* **SUPPLIED PASSAGE**:
--- --- ---
Such a ship was the clinical trial known as PACE, standing for Pacing, graded Activity, and Cognitive behaviour therapy: a randomised Evaluation. It was a very large ship, one of the largest of its kind, and its voyage was undoubtedly one of the choppiest crossings ever. It certainly did make it to the other side, completing its voyage, with a full complement of passengers, and hardly any washed overboard (“lost to follow up”), but its troubles were not over. Indeed even safely in harbour it continues to be buffeted to this day. The question is whether or not it is still shipshape, and whether or not its voyage fulfilled its goals. Some claimed even before the ship had sailed that it should stay in port; one of the main patient organisations in this country campaigned for that before a single passenger got on board. Others have said that the ship struck an iceberg on the way, and even though it limped into New York, all the passengers and crew had a wasted voyage and nothing of benefit emerged.
In this blog I will argue that HMS PACE did make it successfully across the Atlantic. Small corrections to the route taken were made on the way, but these were of little significance. The fundamental mechanics of the ship remained water tight and at no time were the ship or its passengers in peril until it safely docked exactly where it was supposed to. Storms continue to buffet the ship even as it remains in harbour, but none of these have damaged the ship to impair its seaworthiness.
I was not on the ship, neither as passenger or crew. I helped recruit some patients to the study from our clinic, as did many doctors, but that was as far as it went. I am not an author on the ship’s log, but I am not a neutral observer. I know a lot about how these ships sail (Everitt and Wessely, 2003). I know a lot about the passengers, those with the illness known as chronic fatigue syndrome (CFS), because I have seen what must be a few thousand now as a doctor who used to research the illness and continues to see sufferers in the clinic. I have done a few voyages similar to the one undertaken by PACE (e.g. Deale et al, 1997), but not in such a large and complex boat, at least not for this illness. I also make no secret of the fact that I know some members of the crew well. I have worked happily with many of them over the years, and in particular I consider the most senior officers on board this particular ship to be personal friends. Do I have competing interests? Sure I do.
Back on dry land
So moving on from our nautical analogy, I am well informed about clinical trials in general, and about the issues that surround chronic fatigue syndrome in particular. I have previously made it clear that I think that PACE was a good trial; I once described it as a thing of beauty. In this blog I will describe why I still think that and I will try and avoid very technical issues, which have been addressed by the investigators on many occasions. Here is a recent response to criticisms, few of them new.
Nor will I drown the reader in the details of the trial itself, except where necessary. Again, here is a link to the main paper of the trial, so you can check what I say against the main record (White et al, 2011) and here is the follow-up paper published last week (Sharpe et al, 2015).
Finally I will not discuss some of the wider issues that the trial raises, or the wider debate on chronic fatigue syndrome. I will simply state that CFS is a genuine illness, can cause severe disability and distress, affects not just patients but their families and indeed wider society, as it predominantly affects working age adults, and its cause, or more likely causes, remains fundamentally unknown. I do not think that chronic fatigue syndrome is “all in the mind”, whatever that means, and nor do the PACE investigators. I do think that, as with most illnesses, of whatever nature, psychological and social factors can be important in understanding illness and helping patients recover. Like many of the PACE team, I have run a clinic for patients with chronic fatigue syndrome for many years. Like the PACE investigators, I have also in the past done research into the biological nature of the illness; research that has indicated some of the biological abnormalities that have been found repeatedly in CFS.
--- --- ---
* **THE DATA**:
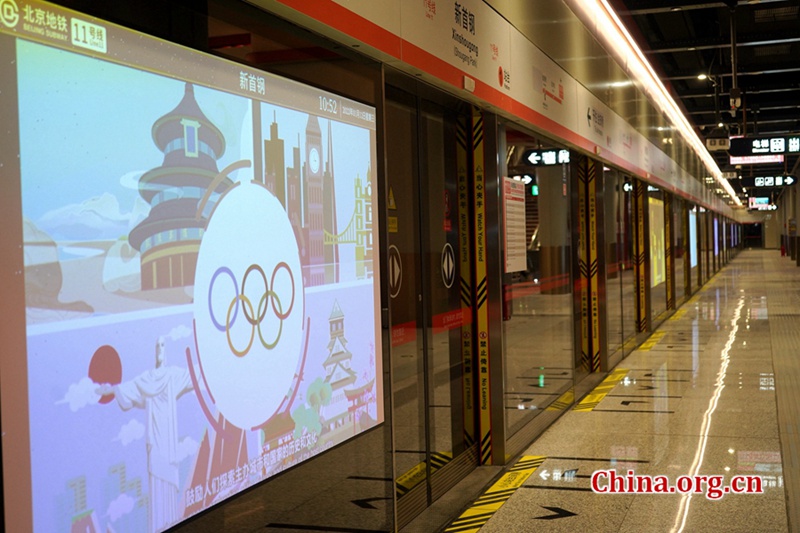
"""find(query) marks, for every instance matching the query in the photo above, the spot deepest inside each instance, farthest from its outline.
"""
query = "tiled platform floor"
(718, 394)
--- --- ---
* **WORK ITEM A**: List every parenthetical citation of a published work in the PACE trial blog text.
* **WORK ITEM B**: Print everything in the PACE trial blog text from "Back on dry" down to "et al, 2015).".
* **WORK ITEM C**: Write the next part of the PACE trial blog text, picking up after its final sentence.

* **EXERCISE ANSWER A**:
- Everitt and Wessely, 2003
- Deale et al, 1997
- White et al, 2011
- Sharpe et al, 2015

* **EXERCISE ANSWER B**:
Back on dry land
So moving on from our nautical analogy, I am well informed about clinical trials in general, and about the issues that surround chronic fatigue syndrome in particular. I have previously made it clear that I think that PACE was a good trial; I once described it as a thing of beauty. In this blog I will describe why I still think that and I will try and avoid very technical issues, which have been addressed by the investigators on many occasions. Here is a recent response to criticisms, few of them new.
Nor will I drown the reader in the details of the trial itself, except where necessary. Again, here is a link to the main paper of the trial, so you can check what I say against the main record (White et al, 2011) and here is the follow-up paper published last week (Sharpe et al, 2015).

* **EXERCISE ANSWER C**:
What was the PACE trial and what were the main results?
The PACE trial randomly allocated 641 patients with chronic fatigue syndrome, recruited in six clinics across the UK, into one of four treatments. Everyone received Specialist Medical Care (SMC), where specialist doctors gave advice on managing the illness and may have prescribed medication for symptoms.
- One group received SMC alone; the other three groups also received a therapy:
- Adaptive Pacing Therapy (APT) where patients adapt their lives to live better with the limits of their condition;
- Cognitive Behaviour Therapy (CBT) where the therapy aims to help patients explore different ways to understand their illness and cope actively; or
- Graded Exercise Therapy (GET) where patients receive help to gradually increase the time they are physically active and then the activity’s intensity. All were followed up until one year after they entered the trial.
What were its main findings? These were simple:
- That both cognitive behaviour therapy (CBT) and graded exercise therapy (GET) improved fatigue and physical function more than either adaptive pacing therapy (APT) or specialist medical care (SMC) a year after entering the trial.
- All four treatments were equally safe.
These findings are consistent with previous trials (and there are also more trials in the pipeline), but PACE, because of its sheer size, has attracted the most publicity, both good and bad. It has already been used as an example of how to conduct a large complex intervention, and has been cited 219 times in Scopus. But of course it has also been subjected to what in my experience is an unprecedented campaign of criticism, which sometimes has merged into something approaching vilification that goes well beyond a reasoned scientific critique.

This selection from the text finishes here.